Recorded data:
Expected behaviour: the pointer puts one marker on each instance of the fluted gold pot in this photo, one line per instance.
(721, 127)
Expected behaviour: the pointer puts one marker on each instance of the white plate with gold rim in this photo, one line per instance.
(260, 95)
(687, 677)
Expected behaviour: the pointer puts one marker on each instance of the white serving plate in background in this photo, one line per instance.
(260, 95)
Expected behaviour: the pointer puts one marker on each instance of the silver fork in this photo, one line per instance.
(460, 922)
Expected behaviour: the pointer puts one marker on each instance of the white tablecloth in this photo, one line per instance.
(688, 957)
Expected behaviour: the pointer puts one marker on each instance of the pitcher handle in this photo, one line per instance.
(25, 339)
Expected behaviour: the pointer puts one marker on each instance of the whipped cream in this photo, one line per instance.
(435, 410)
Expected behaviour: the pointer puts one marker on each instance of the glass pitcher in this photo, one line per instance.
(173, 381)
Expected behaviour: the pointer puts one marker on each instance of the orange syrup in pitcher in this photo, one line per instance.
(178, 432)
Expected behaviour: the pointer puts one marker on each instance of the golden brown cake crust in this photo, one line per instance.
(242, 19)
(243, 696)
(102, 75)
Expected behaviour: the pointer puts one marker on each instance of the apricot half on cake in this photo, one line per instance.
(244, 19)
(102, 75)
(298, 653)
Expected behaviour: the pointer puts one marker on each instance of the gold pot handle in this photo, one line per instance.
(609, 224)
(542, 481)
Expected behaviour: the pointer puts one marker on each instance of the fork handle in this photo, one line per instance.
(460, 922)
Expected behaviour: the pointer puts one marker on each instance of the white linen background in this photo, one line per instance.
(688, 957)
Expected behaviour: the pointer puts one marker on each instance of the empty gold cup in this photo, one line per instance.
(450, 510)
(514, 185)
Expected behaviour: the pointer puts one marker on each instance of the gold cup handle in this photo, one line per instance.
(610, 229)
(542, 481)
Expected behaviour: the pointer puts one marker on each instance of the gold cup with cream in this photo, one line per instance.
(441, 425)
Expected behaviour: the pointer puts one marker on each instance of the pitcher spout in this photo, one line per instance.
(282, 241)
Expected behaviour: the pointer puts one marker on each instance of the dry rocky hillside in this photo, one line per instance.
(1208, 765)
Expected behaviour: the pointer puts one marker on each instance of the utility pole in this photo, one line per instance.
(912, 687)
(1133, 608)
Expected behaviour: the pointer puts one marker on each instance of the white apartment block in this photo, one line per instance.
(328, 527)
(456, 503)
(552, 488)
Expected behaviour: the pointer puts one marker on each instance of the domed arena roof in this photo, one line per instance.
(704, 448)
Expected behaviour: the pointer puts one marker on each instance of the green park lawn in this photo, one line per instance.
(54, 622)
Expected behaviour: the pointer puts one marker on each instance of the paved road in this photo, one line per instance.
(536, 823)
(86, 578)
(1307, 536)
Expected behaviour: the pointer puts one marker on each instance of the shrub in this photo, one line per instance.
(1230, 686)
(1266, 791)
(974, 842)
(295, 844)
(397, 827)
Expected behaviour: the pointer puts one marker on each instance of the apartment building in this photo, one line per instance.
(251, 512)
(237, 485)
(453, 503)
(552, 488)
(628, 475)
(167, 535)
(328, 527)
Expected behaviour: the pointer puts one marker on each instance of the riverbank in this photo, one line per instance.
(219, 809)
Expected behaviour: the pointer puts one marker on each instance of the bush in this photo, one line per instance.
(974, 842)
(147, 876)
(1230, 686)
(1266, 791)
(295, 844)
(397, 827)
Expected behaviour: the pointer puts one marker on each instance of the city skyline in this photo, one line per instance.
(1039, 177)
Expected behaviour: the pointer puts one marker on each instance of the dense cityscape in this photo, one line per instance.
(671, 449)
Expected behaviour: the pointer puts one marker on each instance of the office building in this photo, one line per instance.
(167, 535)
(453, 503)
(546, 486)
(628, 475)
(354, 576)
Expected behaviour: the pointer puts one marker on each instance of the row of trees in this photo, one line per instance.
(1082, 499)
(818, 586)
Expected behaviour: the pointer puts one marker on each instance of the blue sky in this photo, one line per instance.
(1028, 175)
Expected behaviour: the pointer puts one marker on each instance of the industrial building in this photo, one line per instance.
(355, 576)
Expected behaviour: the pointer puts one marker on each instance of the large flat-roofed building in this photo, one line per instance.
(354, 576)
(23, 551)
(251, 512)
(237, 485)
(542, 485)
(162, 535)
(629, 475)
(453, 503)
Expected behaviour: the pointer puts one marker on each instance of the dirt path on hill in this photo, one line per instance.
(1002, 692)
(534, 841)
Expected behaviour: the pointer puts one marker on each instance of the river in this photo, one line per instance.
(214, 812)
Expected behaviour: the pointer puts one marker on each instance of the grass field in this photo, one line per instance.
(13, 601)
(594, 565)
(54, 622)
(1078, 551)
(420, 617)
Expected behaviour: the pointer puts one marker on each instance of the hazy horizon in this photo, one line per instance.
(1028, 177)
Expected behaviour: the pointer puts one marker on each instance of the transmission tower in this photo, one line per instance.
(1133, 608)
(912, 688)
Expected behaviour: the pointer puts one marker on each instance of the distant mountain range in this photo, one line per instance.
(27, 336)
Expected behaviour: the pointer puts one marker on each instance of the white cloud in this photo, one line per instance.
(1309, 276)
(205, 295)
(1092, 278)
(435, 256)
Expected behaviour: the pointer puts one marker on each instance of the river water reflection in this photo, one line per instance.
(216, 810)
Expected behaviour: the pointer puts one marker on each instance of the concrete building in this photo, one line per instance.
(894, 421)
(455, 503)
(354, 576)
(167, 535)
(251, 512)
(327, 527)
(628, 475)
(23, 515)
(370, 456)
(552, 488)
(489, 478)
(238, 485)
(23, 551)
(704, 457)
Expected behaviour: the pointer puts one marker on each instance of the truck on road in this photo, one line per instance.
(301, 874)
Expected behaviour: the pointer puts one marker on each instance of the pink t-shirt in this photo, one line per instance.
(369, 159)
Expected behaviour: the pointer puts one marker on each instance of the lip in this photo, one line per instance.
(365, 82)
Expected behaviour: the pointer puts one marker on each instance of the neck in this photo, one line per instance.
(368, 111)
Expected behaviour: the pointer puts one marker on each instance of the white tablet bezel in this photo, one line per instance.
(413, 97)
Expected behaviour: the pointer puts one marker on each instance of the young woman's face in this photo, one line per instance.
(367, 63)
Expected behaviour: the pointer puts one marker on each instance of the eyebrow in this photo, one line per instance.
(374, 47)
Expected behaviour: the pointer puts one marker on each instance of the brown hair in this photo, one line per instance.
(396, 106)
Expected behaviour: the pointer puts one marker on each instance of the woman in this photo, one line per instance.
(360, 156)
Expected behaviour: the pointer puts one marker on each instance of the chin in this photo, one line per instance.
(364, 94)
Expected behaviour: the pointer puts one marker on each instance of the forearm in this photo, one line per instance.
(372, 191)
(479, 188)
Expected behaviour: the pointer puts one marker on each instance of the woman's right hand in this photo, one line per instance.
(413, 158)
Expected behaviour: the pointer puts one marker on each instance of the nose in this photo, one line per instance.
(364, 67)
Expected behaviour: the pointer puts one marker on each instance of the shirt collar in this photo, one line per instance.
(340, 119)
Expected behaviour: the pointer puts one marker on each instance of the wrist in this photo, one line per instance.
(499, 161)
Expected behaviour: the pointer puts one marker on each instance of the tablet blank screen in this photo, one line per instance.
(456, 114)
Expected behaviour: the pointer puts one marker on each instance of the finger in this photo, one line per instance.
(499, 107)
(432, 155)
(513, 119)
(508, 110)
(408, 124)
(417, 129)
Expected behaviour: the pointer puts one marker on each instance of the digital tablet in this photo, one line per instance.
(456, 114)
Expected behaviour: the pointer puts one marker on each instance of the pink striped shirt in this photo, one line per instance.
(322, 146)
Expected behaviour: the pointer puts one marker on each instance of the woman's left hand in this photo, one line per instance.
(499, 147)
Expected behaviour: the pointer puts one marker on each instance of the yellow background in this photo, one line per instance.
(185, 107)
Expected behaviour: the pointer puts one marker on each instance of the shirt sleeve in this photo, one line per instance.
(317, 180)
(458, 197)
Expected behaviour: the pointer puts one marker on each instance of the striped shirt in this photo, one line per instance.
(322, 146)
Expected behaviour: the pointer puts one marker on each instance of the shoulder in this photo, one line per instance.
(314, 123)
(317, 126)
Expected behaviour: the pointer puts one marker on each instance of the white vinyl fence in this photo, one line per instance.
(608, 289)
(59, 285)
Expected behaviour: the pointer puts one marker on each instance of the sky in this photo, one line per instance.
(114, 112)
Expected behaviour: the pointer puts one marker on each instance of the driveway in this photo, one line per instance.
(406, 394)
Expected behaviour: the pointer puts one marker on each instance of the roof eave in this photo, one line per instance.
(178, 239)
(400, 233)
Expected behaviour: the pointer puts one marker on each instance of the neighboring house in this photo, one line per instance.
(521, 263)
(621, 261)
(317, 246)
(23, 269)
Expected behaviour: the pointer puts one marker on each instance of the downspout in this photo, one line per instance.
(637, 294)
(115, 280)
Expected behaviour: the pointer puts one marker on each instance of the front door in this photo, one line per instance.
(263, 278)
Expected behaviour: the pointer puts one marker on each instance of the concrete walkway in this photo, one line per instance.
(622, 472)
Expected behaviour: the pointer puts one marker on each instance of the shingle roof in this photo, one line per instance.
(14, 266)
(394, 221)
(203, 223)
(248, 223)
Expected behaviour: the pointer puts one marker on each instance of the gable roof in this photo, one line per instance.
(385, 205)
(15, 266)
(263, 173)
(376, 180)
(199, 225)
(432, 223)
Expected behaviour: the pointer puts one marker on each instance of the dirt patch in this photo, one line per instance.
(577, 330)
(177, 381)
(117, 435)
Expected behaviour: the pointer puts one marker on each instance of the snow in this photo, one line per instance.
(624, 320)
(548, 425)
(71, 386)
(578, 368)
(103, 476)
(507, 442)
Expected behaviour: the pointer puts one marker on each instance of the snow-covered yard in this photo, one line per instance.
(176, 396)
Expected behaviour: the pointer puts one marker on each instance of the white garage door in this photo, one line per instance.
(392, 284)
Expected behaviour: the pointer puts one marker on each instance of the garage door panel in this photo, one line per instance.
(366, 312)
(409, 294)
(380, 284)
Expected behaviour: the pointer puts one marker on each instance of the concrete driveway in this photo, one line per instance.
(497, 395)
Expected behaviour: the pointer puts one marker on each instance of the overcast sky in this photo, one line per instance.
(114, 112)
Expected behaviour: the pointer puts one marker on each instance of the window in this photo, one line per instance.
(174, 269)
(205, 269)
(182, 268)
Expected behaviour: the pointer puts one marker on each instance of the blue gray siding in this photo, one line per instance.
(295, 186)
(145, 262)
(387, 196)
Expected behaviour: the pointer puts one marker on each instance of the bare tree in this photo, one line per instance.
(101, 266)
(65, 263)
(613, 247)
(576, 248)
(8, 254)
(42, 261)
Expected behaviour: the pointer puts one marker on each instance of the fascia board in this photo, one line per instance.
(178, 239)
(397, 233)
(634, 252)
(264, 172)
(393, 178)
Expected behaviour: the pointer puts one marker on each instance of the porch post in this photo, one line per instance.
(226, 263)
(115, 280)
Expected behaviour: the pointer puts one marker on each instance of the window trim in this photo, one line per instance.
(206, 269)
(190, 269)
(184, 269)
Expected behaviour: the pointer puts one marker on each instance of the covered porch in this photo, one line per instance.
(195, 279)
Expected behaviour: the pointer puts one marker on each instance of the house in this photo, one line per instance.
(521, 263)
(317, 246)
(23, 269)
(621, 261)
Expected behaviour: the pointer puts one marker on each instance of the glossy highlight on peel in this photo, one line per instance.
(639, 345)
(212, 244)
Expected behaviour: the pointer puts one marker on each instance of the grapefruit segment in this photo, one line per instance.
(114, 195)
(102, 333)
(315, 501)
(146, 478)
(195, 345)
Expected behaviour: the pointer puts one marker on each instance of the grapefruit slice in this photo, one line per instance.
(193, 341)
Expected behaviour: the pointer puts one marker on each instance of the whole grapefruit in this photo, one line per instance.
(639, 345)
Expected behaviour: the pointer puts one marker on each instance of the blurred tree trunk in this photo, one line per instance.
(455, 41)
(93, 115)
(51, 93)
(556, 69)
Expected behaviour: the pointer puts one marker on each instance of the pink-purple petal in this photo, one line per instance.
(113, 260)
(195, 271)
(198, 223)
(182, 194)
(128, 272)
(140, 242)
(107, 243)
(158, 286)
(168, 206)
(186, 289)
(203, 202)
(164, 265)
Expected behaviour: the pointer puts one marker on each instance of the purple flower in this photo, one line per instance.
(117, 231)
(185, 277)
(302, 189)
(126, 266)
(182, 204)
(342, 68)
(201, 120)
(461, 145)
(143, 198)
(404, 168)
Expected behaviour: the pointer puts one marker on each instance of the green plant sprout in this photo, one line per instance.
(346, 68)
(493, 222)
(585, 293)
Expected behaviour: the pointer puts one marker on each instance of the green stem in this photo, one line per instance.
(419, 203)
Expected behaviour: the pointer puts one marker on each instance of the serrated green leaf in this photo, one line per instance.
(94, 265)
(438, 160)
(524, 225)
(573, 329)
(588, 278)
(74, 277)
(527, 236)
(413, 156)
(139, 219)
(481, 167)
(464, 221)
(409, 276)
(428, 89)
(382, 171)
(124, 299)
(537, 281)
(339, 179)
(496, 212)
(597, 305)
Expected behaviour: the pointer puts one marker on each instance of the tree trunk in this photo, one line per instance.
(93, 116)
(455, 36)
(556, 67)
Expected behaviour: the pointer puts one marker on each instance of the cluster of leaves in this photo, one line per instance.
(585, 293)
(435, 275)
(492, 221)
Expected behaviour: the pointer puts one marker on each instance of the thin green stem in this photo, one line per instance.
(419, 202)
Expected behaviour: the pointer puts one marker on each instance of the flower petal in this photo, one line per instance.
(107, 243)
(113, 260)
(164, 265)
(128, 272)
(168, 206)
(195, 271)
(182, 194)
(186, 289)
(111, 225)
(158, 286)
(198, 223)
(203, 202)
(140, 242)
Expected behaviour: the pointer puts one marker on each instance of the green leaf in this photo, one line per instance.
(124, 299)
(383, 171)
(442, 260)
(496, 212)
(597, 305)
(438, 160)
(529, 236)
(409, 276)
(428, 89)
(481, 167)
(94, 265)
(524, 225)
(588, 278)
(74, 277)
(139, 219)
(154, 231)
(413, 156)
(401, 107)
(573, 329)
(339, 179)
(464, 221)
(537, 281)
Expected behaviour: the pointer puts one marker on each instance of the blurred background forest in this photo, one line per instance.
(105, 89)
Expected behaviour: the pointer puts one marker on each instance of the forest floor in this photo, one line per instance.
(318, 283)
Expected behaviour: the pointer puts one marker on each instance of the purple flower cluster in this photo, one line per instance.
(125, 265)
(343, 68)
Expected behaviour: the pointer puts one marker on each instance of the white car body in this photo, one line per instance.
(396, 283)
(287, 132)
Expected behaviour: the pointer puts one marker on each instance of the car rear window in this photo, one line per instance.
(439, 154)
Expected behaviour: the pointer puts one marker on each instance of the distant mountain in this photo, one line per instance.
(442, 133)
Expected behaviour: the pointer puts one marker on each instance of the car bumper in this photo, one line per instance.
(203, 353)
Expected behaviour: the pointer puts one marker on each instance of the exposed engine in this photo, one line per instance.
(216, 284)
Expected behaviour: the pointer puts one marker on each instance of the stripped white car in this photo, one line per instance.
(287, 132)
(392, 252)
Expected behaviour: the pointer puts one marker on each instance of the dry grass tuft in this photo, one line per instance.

WHAT IS REQUIRED> Repeat, with no changes, each line from the one with "mountain in this photo, one line per instance." to the end of the listing, including both ends and nothing else.

THE COMPLETED TASK>
Expected behaviour: the pointer puts one marker on each instance of the distant mountain in this photo, one line per instance.
(442, 133)
Expected behaviour: the pointer puts one marker on each instance of the car bumper in this photo, one line per instance.
(203, 353)
Expected behaviour: the pointer puts one marker on each instance of the exposed engine in this photo, one line per instance.
(216, 284)
Expected behaviour: the pointer puts one marker on each instance of the stripped white car in this photo, one line per instance.
(287, 132)
(392, 252)
Expected behaviour: the pointer puts one marker on each instance of the dry grass tuft in this photo, one line per instance.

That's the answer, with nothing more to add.